#### RECENSIONE:
--
I quattro protagonisti di Dobbiamo parlare |
di Luca Ferrari
Due coppie, una stanza. Quattro amici, due relazioni. Linda (Isabella Ragonese) e Vanni (Sergio Rubini) convivono. Più navigati, entrambi con figli dai precedenti matrimoni ma ormai separati in casa Alfredo (Fabrizio Bentivoglio) e Costanza (Maria Pia Calzone). La scoperta di un tradimento apre il classico vaso di Pandora facendo venire a galla anche gli (altri) scheletri più insospettabili. Ad appena due anni da Mi rifaccio vivo, Sergio Rubini torna dietro la macchina da presa per dirigere (e interpretare) Dobbiamo parlare.
Una sera come tante spalanca le porte dell'inferno più dolorosamente amichevolo-sentimentale. Vanni e Linda, rispettivamente scrittore e ghost writer, stanno per andare a una mostra del pittore Basquiat insieme al proprio editore, quand'ecco piombargli in casa l'amica Costanza, di professione dermatologa, fuori controllo dopo aver scoperto che il marito, rinomato cardiochirurgo, la tradisce. Tempo pochi minuti e arriva paonazzo anche l'esagitato Alfredo.
Ha inizio così una lunga nottata dai rancorosi sviluppi dove tutti attaccano tutti e l'alba non disegnerà necessariamente un futuro migliore. Col passare delle ore gli arbitri si levano la casacca e prendono posizioni sempre più marcate fino ad abbandonare la rassicurante strada della neutralità affrontandosi l'un l'altra su questioni irrisolte e più personali, lasciando così i due originali litiganti riposarsi (un po’) in panchina.
Infine ci sono anche i due attori non protagonisti. Due pesci rossi. Uno per boccia. Uno di Vanni e Linda, l'altro dei vicini. Emblema di una incomunicabilità forzata. Emblema di un non-contatto imposto. Eppure basterebbe così poco perché tutto (ri)cominciasse. Sarebbe sufficiente che qualcuno trasferisse l'uno nello spazio dell'altro.
È impossibile guardare Dobbiamo parlare senza ripensare a Carnage (2011) di Roman Polanski. Alla stregua del collega polacco, Rubini sceglie ottimi protagonisti con un Bentivoglio grandiosamente burino, ma non cinico come il “carnagiano” Alan Cowan (Christoph Waltz). Al contrario Costanza è più letale della pacata Nancy (Kate Winslet). Se Linda appare l'anello debole della compagnia in linea con Penelope Longstreet (Jodie Foster), a dispetto delle proprie debolezze, Vanni non ha comunque il caratteraccio di Michael (John C. Reilly).
--
Una serie di voci:
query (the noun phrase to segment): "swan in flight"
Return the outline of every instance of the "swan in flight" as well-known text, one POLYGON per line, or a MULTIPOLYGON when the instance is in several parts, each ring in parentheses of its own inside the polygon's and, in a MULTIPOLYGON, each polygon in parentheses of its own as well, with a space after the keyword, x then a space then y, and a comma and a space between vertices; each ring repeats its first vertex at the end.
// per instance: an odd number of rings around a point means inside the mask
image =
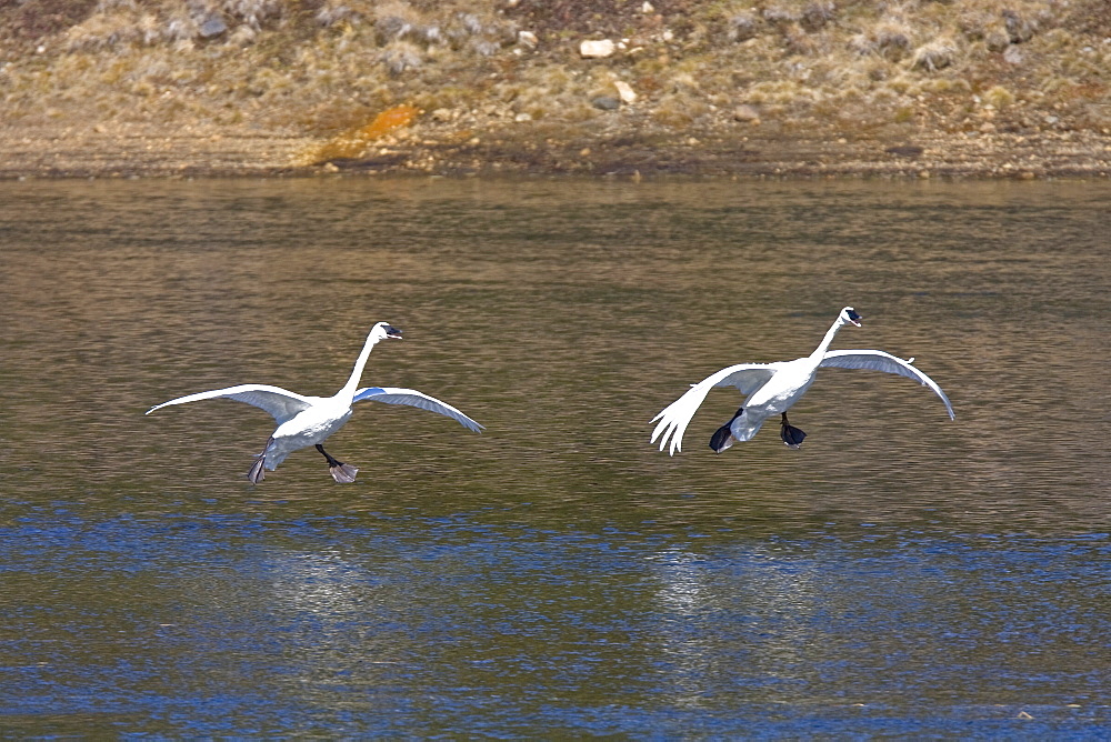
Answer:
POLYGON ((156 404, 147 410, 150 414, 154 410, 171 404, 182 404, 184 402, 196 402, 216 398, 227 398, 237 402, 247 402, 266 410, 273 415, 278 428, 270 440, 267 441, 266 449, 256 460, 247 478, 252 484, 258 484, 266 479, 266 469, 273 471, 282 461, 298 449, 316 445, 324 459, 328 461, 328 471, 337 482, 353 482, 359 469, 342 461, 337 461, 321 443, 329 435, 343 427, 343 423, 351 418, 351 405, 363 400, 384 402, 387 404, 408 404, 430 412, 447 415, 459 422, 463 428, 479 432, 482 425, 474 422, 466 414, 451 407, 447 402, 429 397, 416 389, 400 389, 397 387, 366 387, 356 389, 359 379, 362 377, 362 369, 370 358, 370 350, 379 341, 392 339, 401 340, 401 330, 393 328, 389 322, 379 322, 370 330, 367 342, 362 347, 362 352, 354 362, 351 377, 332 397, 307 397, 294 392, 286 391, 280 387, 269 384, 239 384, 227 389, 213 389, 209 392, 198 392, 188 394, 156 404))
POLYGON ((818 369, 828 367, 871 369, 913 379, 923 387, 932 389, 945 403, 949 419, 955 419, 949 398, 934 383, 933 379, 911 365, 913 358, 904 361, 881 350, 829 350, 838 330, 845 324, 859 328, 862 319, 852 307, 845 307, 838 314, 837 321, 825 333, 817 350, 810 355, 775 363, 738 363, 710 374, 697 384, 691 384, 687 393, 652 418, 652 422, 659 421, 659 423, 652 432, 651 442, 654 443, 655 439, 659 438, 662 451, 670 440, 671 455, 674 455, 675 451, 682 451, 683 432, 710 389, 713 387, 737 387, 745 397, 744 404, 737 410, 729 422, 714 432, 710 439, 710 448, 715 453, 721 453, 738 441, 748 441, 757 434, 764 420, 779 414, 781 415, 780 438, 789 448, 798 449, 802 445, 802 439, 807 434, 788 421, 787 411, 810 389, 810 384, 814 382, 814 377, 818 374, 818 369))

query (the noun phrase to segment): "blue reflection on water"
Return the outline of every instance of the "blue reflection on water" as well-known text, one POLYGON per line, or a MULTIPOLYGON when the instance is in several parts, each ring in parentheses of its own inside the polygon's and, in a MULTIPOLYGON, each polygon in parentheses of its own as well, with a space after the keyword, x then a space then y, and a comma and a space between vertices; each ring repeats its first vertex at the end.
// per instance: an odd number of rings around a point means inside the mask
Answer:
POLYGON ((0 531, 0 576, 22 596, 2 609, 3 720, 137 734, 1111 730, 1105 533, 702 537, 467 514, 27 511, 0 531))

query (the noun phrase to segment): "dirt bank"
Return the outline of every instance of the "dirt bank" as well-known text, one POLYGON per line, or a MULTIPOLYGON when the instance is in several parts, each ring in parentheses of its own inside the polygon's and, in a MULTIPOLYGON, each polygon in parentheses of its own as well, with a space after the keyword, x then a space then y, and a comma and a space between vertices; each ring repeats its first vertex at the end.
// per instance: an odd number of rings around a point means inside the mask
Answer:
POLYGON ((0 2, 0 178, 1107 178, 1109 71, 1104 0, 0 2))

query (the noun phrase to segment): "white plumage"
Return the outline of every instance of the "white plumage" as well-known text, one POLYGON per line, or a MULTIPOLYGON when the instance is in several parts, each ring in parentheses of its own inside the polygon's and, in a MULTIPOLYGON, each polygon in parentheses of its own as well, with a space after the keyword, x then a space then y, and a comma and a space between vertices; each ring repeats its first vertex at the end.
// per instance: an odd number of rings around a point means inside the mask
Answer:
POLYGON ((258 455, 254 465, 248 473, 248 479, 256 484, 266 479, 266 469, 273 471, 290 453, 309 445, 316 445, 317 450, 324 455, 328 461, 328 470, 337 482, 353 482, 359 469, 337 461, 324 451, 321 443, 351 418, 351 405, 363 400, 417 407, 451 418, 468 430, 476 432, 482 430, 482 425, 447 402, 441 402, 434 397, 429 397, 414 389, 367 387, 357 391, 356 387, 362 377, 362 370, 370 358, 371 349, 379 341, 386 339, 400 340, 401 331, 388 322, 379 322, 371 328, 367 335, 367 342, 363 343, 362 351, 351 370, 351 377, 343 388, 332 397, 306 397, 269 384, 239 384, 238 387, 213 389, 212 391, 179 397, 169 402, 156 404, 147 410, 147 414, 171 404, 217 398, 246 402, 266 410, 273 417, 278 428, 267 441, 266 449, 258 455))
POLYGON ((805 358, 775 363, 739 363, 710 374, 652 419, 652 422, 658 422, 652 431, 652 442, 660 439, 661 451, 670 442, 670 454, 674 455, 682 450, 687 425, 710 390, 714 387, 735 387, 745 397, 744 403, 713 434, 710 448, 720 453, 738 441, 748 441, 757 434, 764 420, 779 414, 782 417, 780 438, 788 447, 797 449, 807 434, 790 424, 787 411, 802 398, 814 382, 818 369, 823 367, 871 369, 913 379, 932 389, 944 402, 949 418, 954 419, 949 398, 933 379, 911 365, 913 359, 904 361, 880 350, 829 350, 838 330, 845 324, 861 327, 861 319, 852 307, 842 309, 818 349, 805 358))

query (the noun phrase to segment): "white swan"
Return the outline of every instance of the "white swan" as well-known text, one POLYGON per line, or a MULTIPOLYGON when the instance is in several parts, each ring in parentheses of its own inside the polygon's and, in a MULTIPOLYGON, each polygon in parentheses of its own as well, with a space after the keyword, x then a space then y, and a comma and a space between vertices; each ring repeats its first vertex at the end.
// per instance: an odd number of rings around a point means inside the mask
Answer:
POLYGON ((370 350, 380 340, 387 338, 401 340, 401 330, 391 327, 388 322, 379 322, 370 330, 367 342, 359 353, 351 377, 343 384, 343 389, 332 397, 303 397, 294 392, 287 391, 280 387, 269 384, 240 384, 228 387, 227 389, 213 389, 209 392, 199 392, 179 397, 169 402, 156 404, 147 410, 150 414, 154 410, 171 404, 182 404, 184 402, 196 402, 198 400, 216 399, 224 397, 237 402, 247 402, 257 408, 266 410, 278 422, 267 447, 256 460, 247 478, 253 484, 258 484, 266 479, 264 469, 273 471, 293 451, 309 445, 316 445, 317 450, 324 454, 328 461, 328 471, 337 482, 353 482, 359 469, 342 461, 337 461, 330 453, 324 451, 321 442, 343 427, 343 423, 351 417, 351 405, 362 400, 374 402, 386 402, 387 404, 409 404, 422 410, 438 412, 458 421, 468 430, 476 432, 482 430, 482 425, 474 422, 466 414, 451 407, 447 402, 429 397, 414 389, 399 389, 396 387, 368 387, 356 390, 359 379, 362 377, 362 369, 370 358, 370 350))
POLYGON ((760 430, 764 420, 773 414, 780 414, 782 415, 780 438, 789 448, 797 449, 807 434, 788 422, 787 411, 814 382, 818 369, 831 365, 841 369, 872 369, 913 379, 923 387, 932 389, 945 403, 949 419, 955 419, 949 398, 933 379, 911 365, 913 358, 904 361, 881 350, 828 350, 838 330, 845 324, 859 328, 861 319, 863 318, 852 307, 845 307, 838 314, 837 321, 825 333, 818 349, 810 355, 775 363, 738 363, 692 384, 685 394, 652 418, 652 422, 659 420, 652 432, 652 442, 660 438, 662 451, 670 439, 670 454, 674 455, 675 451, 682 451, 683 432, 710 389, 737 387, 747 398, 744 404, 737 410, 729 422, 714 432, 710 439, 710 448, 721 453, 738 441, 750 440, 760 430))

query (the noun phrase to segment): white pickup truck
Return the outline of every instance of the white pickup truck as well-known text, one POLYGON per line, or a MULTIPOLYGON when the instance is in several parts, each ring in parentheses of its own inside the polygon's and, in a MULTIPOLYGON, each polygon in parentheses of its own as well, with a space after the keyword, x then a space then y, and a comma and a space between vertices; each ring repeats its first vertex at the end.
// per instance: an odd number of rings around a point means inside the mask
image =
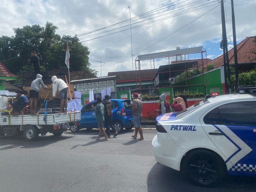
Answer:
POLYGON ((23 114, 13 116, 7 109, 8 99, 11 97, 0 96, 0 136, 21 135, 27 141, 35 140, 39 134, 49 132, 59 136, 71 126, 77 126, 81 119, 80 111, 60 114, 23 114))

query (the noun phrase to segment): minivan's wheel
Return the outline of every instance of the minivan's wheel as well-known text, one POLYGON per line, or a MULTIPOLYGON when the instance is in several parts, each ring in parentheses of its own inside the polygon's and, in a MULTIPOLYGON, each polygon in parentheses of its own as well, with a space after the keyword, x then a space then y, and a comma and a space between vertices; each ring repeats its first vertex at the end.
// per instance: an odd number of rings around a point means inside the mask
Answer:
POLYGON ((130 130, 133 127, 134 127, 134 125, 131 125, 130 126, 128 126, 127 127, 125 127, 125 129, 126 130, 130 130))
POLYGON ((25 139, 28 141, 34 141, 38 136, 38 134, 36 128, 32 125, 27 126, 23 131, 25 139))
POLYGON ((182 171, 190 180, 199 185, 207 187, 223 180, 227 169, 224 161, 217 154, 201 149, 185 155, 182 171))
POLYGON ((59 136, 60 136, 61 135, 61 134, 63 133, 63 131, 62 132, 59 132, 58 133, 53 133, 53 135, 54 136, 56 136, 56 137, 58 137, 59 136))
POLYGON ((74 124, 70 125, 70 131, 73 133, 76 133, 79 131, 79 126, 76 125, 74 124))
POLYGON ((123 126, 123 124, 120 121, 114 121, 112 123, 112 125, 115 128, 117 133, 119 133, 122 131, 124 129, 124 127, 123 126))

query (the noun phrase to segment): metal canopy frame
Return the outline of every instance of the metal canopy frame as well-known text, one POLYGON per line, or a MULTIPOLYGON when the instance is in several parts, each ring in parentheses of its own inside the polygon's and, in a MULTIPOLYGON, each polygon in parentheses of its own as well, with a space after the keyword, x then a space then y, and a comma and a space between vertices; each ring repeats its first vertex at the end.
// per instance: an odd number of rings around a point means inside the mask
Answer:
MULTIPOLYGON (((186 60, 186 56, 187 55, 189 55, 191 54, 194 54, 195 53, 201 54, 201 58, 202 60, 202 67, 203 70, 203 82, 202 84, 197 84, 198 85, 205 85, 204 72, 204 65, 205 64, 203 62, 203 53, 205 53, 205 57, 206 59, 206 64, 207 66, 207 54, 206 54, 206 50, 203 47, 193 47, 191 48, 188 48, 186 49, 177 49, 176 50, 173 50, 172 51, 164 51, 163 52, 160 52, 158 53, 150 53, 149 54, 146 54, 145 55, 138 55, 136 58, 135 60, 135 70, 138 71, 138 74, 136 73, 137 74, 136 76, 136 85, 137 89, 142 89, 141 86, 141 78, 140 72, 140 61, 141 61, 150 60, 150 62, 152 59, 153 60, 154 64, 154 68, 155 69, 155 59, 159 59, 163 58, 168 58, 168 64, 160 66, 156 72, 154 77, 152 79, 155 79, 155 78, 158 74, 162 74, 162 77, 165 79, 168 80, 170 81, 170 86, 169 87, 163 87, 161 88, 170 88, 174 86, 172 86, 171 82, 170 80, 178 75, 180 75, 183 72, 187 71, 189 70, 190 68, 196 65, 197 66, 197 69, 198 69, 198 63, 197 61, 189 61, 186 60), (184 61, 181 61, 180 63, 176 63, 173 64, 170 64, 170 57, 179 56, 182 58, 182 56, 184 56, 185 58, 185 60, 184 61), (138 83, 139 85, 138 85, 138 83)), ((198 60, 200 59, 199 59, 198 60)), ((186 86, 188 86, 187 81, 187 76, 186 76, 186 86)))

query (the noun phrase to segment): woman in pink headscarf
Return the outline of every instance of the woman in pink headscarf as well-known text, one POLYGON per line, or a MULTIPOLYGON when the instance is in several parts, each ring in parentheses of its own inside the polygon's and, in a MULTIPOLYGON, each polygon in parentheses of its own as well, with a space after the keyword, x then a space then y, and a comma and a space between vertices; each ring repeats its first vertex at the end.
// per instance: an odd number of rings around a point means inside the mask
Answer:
--
#### ELENCO DEI COMPITI:
a - Ripeti fedelmente il passo della recensione che comincia con «È impossibile guardare» e prosegue fino a «(John C. Reilly).».
b - Per ciascuna affermazione indica se concorda con la recensione (sì o no), citando le parole esatte che lo stabiliscono: (i) Vanni e Linda vivono insieme; (ii) Costanza fa la cardiochirurga; (iii) Dobbiamo parlare esce a tre anni da Mi rifaccio vivo.
c - Riprendi la recensione di Dobbiamo parlare a partire dall'ultima frase riportata.
Le voci costituiscono materiale a sé, separato dalla recensione.

#### RISPOSTE IN ORDINE:
a -
È impossibile guardare Dobbiamo parlare senza ripensare a Carnage (2011) di Roman Polanski. Alla stregua del collega polacco, Rubini sceglie ottimi protagonisti con un Bentivoglio grandiosamente burino, ma non cinico come il “carnagiano” Alan Cowan (Christoph Waltz). Al contrario Costanza è più letale della pacata Nancy (Kate Winslet). Se Linda appare l'anello debole della compagnia in linea con Penelope Longstreet (Jodie Foster), a dispetto delle proprie debolezze, Vanni non ha comunque il caratteraccio di Michael (John C. Reilly).

b -
(i) Sì: «Linda (Isabella Ragonese) e Vanni (Sergio Rubini) convivono.»
(ii) No: «l'amica Costanza, di professione dermatologa»
(iii) No: «Ad appena due anni da Mi rifaccio vivo»

c -
Sentimenti ma non solo. In ogni buona litigata italiana che si rispetti c'è sempre un po' di politica (vedi anche il remake italiano Il nome del figlio, 2015, di Francesca Archibugi). Vanni e Linda sono di Sinistra, o comunque votano per il Partito Democratico (non è proprio la stessa cosa). Costanza e Alfredo sono per una non troppo definita Destra dove l’ostentazione del benessere è lo status ideale senza tante ideologie di mezzo. Alfredo però è un gran lavoratore. Come suole ripetere all'infinito, si sveglia ogni giorno alle 5,30 del mattino e sgobba come un mulo.
Borghesia e opulenza a confronto. Costanza ha un abbigliamento rigido. I suoi occhi lanciano saette. Pretende di avere sempre ragione. È incapace di guardarsi per davvero allo specchio. Alfredo incassa ma non barcolla più di tanto. Più popolano di quanto si pensi, snocciola pensieri e parole dall'alto di una grossolanità da borgata che lo rende il più umano dei quattro..
Vanni e Linda sono più composti. Come una perfetta metafora, vivono in centro Roma ma la casa ha qualche difettuccio che continuano a trascurare. A tratti intimoriti dai loro amici, non sanno mai dirgli di no. La loro forza è un tacito accordo. Lei è più giovane di lui. Ha il terrore dei gatti. Parla piano. Trasmette fragilità. A dispetto di una certa ingerenza del portinaio, Vanni non la difende mai. Troppo impegnato a scrivere per capire i veri bisogni della sua metà.
Le discussioni sono pericolose. Possono far emergere segreti e ridisegnare del tutto i rapporti, mettendo in evidenza crepe fino ad allora cementate sotto una morbida e ben accetta malta di facciata. Tanto nella finzione come nella realtà sta ai protagonisti decidere quali carte scoprire e ripartire da lì. O magari troncare di brutto e cominciare una nuova vita. Tutti a questo mondo dobbiamo parlare di più. L’alternativa è una finzione di comodo col tempo cancro dirompente della vita relazionale.
Per un regista italiano nato e cresciuto in una cultura che troppe volte si lascia sedurre dal piagnisteo e un fantomatico fato riparatore, Dobbiamo parlare non era un film facile da trattare. Rubini al contrario regala rabbia e risate senza cadere nella miseria umana. I quattro protagonisti si feriscono, sbattono le porte e arrivano anche alle lacrime, scegliendo la strada della recriminazione più sfrenata. Allo stesso modo non c'è pietismo né un stupido affidarsi al volemose bene. Dopo aver parlato e ammesso taciute verità, è tempo di scegliere. Qualcuno magari lo farà. Qualcun altro si accontenterà. Nella vita come in Dobbiamo parlare (2015,di Sergio Rubini).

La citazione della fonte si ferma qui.